#### MATERIAL FOR THE TASK

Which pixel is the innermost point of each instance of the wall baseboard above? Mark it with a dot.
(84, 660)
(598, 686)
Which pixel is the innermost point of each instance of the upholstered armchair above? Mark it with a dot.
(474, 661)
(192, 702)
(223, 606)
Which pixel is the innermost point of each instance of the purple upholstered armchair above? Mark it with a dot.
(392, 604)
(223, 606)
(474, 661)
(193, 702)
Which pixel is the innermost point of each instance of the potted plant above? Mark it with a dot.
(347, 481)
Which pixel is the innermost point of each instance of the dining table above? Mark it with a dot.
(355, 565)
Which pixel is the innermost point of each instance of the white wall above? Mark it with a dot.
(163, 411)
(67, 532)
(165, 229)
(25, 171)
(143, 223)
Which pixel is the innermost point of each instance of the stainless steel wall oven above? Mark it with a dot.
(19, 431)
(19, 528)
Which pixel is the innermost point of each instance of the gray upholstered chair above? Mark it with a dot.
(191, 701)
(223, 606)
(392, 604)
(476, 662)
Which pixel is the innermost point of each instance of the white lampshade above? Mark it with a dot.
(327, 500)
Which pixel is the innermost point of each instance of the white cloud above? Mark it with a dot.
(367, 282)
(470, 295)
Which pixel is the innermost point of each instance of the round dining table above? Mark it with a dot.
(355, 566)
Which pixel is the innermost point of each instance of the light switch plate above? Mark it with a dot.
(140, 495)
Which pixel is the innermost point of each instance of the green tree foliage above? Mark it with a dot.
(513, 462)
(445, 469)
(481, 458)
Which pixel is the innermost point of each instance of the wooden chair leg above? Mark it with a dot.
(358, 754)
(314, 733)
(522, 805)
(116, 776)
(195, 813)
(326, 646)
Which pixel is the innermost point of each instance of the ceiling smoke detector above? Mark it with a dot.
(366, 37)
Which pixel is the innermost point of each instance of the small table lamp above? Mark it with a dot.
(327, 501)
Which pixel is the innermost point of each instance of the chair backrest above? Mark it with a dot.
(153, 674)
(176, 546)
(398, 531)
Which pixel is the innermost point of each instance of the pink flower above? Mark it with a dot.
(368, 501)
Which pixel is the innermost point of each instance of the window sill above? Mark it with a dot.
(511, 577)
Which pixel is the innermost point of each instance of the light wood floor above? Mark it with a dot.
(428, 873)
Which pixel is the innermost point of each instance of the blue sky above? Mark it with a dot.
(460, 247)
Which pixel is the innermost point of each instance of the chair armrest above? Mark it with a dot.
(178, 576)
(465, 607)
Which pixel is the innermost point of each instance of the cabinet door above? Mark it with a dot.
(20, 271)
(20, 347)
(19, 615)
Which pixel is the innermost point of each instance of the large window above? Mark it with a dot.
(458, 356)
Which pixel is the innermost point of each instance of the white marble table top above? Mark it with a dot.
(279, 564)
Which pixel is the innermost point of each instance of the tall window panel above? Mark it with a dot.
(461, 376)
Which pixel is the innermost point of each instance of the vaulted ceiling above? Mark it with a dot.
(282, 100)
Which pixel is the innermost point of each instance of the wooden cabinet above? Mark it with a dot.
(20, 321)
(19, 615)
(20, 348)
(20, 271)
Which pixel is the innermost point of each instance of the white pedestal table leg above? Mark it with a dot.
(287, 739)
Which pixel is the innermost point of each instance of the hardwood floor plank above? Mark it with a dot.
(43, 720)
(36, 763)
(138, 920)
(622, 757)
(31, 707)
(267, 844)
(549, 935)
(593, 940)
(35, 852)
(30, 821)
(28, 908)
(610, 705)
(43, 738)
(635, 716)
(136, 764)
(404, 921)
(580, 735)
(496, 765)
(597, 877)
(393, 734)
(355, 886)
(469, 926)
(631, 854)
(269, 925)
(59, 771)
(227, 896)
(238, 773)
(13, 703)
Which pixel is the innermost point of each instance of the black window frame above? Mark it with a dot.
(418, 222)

########

:: REQUIRED TASK ::
Keep only the lines from the one containing "plank above? Mark it with a dot." to the end of the entries, and repeat them exactly.

:: TASK RESPONSE ::
Which pixel is the innermost point of each instance of the hardwood floor plank above? Mark it with a dot.
(43, 720)
(36, 763)
(138, 920)
(622, 757)
(31, 707)
(267, 844)
(549, 935)
(593, 940)
(35, 852)
(30, 821)
(28, 908)
(610, 705)
(43, 738)
(635, 716)
(136, 764)
(404, 921)
(580, 735)
(496, 765)
(597, 877)
(393, 734)
(355, 886)
(469, 926)
(631, 854)
(269, 925)
(59, 771)
(227, 896)
(238, 773)
(13, 703)
Which pixel is the innermost point of each instance of the black window frame above? Mark it with a dot.
(418, 222)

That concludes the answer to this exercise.